--- Required action ---
From the entries below, count the lines with "this". Write only the count.

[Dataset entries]
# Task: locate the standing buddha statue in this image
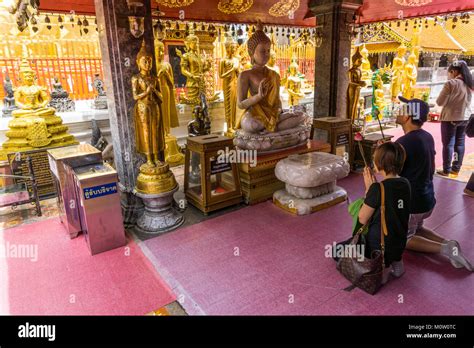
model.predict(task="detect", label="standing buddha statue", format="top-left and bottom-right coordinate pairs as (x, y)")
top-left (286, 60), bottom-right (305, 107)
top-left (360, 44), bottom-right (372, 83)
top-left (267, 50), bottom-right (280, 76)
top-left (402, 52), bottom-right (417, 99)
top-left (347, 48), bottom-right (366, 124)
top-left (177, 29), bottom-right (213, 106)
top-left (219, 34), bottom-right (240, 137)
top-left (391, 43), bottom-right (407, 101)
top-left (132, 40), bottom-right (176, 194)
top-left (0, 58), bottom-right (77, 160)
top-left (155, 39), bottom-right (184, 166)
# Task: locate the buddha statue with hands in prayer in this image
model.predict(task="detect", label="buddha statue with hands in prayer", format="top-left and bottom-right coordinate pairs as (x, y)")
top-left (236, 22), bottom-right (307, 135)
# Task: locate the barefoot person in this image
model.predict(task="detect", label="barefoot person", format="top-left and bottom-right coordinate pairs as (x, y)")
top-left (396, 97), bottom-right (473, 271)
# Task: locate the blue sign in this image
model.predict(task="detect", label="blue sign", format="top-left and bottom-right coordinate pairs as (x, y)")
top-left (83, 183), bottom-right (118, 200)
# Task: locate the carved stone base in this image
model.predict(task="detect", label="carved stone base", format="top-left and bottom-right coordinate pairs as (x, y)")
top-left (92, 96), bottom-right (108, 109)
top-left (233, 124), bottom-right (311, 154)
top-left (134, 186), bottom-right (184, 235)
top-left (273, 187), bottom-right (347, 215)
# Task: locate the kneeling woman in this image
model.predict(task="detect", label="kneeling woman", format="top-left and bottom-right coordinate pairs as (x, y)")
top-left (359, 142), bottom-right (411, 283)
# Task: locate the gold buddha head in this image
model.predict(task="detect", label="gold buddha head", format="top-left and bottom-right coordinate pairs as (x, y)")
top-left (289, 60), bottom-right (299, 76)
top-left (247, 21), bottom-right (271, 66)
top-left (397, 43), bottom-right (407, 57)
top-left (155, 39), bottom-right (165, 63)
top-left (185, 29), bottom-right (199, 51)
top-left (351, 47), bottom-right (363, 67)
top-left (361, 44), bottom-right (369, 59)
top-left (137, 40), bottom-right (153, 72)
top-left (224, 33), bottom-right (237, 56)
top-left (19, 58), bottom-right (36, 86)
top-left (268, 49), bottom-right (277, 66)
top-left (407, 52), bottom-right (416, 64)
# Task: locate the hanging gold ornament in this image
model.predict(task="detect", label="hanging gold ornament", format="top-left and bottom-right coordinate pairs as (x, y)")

--- Result below ---
8